— BEGIN INPUT MATERIAL —

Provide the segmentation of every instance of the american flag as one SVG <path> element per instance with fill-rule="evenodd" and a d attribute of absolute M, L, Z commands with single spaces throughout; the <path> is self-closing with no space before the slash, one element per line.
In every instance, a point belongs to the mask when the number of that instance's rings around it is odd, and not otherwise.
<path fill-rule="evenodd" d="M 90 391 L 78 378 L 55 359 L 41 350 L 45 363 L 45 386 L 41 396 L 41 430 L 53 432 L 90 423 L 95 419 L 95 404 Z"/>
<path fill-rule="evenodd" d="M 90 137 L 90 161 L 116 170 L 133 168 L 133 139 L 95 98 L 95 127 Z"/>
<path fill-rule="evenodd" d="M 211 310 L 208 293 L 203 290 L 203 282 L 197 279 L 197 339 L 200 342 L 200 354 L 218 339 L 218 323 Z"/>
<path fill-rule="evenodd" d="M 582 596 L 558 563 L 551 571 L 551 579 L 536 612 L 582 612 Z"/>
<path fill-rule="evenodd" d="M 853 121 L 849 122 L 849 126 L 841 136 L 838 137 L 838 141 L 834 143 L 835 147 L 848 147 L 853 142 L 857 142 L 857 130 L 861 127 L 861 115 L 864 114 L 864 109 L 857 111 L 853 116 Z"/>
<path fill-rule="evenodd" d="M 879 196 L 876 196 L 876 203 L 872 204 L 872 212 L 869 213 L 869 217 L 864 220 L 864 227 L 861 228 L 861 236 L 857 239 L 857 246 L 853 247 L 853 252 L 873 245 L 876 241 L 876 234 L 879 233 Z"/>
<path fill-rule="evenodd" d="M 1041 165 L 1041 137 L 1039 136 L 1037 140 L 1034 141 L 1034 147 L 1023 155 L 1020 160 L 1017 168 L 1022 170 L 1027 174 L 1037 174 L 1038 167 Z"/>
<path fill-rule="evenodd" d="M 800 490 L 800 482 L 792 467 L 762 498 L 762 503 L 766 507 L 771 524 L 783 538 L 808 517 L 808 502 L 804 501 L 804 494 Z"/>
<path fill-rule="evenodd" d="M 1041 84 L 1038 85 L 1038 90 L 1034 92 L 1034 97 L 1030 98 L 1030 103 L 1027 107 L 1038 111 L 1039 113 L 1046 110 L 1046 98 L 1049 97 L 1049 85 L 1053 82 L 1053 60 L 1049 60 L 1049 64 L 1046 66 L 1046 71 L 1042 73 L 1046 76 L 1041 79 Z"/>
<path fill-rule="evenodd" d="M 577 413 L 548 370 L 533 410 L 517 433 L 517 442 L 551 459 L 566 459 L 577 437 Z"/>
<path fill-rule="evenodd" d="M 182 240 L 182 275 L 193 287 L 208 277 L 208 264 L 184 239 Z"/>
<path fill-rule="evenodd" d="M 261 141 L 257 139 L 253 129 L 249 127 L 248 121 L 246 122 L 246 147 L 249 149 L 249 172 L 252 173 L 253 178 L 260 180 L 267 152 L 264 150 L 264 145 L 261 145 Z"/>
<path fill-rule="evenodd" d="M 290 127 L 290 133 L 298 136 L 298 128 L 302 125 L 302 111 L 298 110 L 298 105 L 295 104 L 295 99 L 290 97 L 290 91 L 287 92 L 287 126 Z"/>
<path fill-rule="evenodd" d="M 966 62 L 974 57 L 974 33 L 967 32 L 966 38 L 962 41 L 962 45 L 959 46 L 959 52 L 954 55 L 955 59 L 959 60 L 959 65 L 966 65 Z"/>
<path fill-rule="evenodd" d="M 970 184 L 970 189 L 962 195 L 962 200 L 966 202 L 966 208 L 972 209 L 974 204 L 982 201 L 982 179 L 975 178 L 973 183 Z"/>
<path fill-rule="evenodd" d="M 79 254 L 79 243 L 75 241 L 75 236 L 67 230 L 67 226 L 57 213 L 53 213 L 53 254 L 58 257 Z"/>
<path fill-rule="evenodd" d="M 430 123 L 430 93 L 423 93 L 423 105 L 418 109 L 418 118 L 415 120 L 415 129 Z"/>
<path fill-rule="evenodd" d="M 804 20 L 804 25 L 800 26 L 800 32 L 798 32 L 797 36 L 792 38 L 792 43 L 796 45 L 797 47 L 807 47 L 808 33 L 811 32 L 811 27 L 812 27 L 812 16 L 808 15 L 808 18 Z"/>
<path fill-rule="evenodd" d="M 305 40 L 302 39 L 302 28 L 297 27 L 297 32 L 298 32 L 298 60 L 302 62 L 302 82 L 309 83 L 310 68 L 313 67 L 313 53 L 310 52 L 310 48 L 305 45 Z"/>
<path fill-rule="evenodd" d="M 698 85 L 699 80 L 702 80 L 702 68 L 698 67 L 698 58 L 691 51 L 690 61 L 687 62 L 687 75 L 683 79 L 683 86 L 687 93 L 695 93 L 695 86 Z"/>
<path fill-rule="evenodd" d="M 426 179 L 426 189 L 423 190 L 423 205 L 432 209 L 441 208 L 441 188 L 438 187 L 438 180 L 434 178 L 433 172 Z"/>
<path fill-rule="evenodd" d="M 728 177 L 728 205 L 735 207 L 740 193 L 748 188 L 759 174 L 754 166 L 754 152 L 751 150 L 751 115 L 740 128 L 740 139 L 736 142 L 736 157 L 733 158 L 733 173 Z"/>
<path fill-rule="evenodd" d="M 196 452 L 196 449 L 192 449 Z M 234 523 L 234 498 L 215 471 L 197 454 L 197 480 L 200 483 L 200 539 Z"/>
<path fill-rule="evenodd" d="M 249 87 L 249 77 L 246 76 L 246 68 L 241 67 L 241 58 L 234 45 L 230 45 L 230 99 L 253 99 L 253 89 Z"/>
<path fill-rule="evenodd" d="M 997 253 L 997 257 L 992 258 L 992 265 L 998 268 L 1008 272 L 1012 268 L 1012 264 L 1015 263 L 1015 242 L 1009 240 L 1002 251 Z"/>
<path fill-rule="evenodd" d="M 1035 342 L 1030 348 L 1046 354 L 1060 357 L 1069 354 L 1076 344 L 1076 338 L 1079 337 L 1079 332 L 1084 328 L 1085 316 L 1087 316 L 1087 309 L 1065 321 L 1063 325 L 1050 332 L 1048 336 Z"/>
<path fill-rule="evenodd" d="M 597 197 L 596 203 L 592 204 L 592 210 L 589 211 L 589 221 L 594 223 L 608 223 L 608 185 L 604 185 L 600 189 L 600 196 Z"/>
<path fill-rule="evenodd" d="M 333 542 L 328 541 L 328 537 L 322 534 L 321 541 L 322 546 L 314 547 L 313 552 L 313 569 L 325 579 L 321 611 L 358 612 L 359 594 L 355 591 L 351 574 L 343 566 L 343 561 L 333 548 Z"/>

— END INPUT MATERIAL —

PROBLEM REQUIREMENTS.
Can you copy every line of this listing exactly, with no changes?

REPLY TO THE TASK.
Provide the segmentation of every instance of the american flag as one SVG <path> element per instance with fill-rule="evenodd" and a d attribute of absolute M, L, Z commands with single spaces throughout; the <path> is self-closing with no space before the slash, one element per line.
In every instance, a point belongs to the mask when the number of that instance's rings around it is odd, and not otherwise.
<path fill-rule="evenodd" d="M 90 391 L 78 378 L 55 359 L 41 350 L 45 363 L 45 386 L 41 396 L 41 430 L 53 432 L 90 423 L 95 419 L 95 404 Z"/>
<path fill-rule="evenodd" d="M 90 137 L 90 161 L 116 170 L 133 168 L 133 139 L 95 98 L 95 127 Z"/>
<path fill-rule="evenodd" d="M 211 310 L 208 293 L 203 290 L 203 282 L 197 279 L 197 339 L 200 342 L 200 354 L 218 339 L 218 323 Z"/>
<path fill-rule="evenodd" d="M 582 596 L 558 563 L 551 571 L 551 579 L 536 612 L 582 612 Z"/>
<path fill-rule="evenodd" d="M 853 121 L 849 122 L 849 126 L 841 136 L 838 137 L 838 141 L 834 143 L 835 147 L 848 147 L 853 142 L 857 142 L 857 130 L 861 127 L 861 115 L 864 114 L 864 109 L 857 111 L 853 116 Z"/>
<path fill-rule="evenodd" d="M 879 196 L 876 196 L 876 203 L 872 204 L 872 212 L 869 213 L 869 217 L 864 220 L 864 227 L 861 228 L 861 236 L 857 239 L 857 246 L 853 247 L 853 252 L 873 245 L 876 241 L 876 234 L 879 233 Z"/>
<path fill-rule="evenodd" d="M 1041 165 L 1041 137 L 1039 136 L 1037 140 L 1034 141 L 1034 147 L 1023 155 L 1020 160 L 1017 168 L 1022 170 L 1027 174 L 1037 174 L 1038 167 Z"/>
<path fill-rule="evenodd" d="M 800 490 L 800 482 L 792 467 L 762 498 L 762 503 L 766 507 L 771 524 L 783 538 L 808 517 L 808 502 L 804 501 L 804 494 Z"/>
<path fill-rule="evenodd" d="M 1041 84 L 1038 85 L 1038 90 L 1034 92 L 1034 97 L 1030 98 L 1030 103 L 1027 107 L 1038 111 L 1039 113 L 1046 110 L 1046 98 L 1049 97 L 1049 85 L 1053 82 L 1053 60 L 1049 60 L 1049 64 L 1046 66 L 1046 71 L 1042 73 L 1046 76 L 1041 79 Z"/>
<path fill-rule="evenodd" d="M 577 413 L 548 370 L 533 410 L 517 433 L 517 442 L 551 459 L 566 459 L 577 437 Z"/>
<path fill-rule="evenodd" d="M 182 240 L 182 275 L 193 287 L 208 277 L 208 264 L 184 239 Z"/>
<path fill-rule="evenodd" d="M 261 141 L 257 139 L 253 129 L 249 127 L 248 121 L 246 122 L 246 147 L 249 149 L 249 172 L 252 173 L 253 178 L 260 180 L 267 152 L 264 150 L 264 145 L 261 145 Z"/>
<path fill-rule="evenodd" d="M 290 127 L 290 133 L 298 136 L 298 128 L 302 125 L 302 111 L 298 110 L 298 105 L 295 104 L 295 99 L 290 97 L 290 91 L 287 92 L 287 126 Z"/>
<path fill-rule="evenodd" d="M 966 62 L 974 57 L 974 33 L 967 32 L 966 38 L 962 41 L 962 45 L 959 46 L 959 52 L 954 55 L 955 59 L 959 60 L 959 65 L 966 65 Z"/>
<path fill-rule="evenodd" d="M 970 184 L 970 189 L 962 195 L 962 200 L 966 202 L 966 208 L 972 209 L 974 204 L 982 201 L 982 179 L 975 178 L 973 183 Z"/>
<path fill-rule="evenodd" d="M 79 254 L 79 243 L 75 241 L 75 236 L 67 230 L 67 226 L 57 213 L 53 213 L 53 254 L 58 257 Z"/>
<path fill-rule="evenodd" d="M 430 123 L 430 93 L 423 93 L 423 105 L 418 109 L 418 118 L 415 120 L 415 129 Z"/>
<path fill-rule="evenodd" d="M 804 20 L 804 25 L 800 26 L 800 32 L 798 32 L 797 36 L 792 38 L 792 43 L 796 45 L 797 47 L 807 47 L 808 33 L 811 32 L 811 27 L 812 27 L 812 16 L 808 15 L 808 18 Z"/>
<path fill-rule="evenodd" d="M 305 40 L 302 39 L 302 28 L 297 27 L 297 32 L 298 32 L 298 60 L 302 62 L 302 82 L 309 83 L 310 68 L 313 67 L 313 53 L 310 52 L 310 48 L 305 45 Z"/>
<path fill-rule="evenodd" d="M 698 85 L 699 80 L 702 80 L 702 68 L 698 67 L 698 58 L 691 51 L 690 61 L 687 62 L 687 75 L 683 79 L 683 86 L 687 93 L 695 93 L 695 86 Z"/>
<path fill-rule="evenodd" d="M 426 179 L 426 189 L 423 190 L 423 205 L 432 209 L 441 208 L 441 188 L 438 187 L 438 180 L 434 178 L 433 172 Z"/>
<path fill-rule="evenodd" d="M 728 177 L 728 205 L 735 207 L 740 193 L 748 188 L 759 174 L 754 166 L 754 152 L 751 150 L 751 115 L 740 128 L 740 139 L 736 142 L 736 157 L 733 158 L 733 173 Z"/>
<path fill-rule="evenodd" d="M 196 452 L 196 449 L 192 449 Z M 234 523 L 234 498 L 215 471 L 197 454 L 197 480 L 200 483 L 200 539 Z"/>
<path fill-rule="evenodd" d="M 249 87 L 249 77 L 246 76 L 246 68 L 241 67 L 241 58 L 234 45 L 230 45 L 230 99 L 253 99 L 253 89 Z"/>
<path fill-rule="evenodd" d="M 997 253 L 997 257 L 992 258 L 992 265 L 998 268 L 1008 272 L 1012 268 L 1012 264 L 1015 263 L 1015 242 L 1009 240 L 1002 251 Z"/>
<path fill-rule="evenodd" d="M 1035 342 L 1030 348 L 1046 354 L 1060 357 L 1069 354 L 1076 344 L 1076 338 L 1079 337 L 1079 332 L 1084 328 L 1085 316 L 1087 316 L 1087 309 L 1065 321 L 1063 325 L 1050 332 L 1048 336 Z"/>
<path fill-rule="evenodd" d="M 597 197 L 596 203 L 592 204 L 592 210 L 589 211 L 589 221 L 594 223 L 608 223 L 608 185 L 604 185 L 600 189 L 600 196 Z"/>
<path fill-rule="evenodd" d="M 333 542 L 328 541 L 328 537 L 322 534 L 321 541 L 322 546 L 314 547 L 313 552 L 313 569 L 325 579 L 321 611 L 358 612 L 359 594 L 355 591 L 351 574 L 343 566 L 343 561 L 333 548 Z"/>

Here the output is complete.